## WHAT IS BEING ASKED
Identify every line in the records below that contains the string "instances", and copy each of those lines.

[Stored items]
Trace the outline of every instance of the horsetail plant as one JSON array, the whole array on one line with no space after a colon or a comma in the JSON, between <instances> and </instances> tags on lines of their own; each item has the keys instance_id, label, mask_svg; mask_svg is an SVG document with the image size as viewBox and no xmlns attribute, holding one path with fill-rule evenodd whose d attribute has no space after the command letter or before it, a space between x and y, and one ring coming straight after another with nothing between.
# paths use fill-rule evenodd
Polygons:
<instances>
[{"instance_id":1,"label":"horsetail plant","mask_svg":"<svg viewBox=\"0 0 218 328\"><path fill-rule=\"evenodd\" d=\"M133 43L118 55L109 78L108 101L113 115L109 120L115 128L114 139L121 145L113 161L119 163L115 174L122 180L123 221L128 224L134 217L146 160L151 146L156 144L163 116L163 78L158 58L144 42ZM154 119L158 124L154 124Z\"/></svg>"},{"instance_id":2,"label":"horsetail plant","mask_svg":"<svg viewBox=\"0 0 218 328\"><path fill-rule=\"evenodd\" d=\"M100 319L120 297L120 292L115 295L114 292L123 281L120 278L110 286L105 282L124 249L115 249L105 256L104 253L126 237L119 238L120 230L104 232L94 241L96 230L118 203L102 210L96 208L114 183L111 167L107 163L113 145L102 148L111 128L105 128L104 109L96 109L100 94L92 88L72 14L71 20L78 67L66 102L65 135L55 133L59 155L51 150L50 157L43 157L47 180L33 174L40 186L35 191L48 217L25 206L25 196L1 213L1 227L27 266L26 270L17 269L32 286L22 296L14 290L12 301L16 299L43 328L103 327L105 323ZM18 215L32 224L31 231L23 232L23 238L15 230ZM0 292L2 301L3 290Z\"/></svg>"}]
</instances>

## WRITTEN ANSWER
Trace the outline of every instance of the horsetail plant as one JSON array, the whole array on one line with no space after a colon or a comma in the JSON, between <instances> and </instances> tags on lines of their own; each item has the keys instance_id, label, mask_svg; mask_svg is an SVG document with the image size as viewBox and no xmlns attribute, holding one path with fill-rule evenodd whose d attribute has no space after the command letter or before it, a space between x and y, and one ring coming straight after another with nothing between.
<instances>
</instances>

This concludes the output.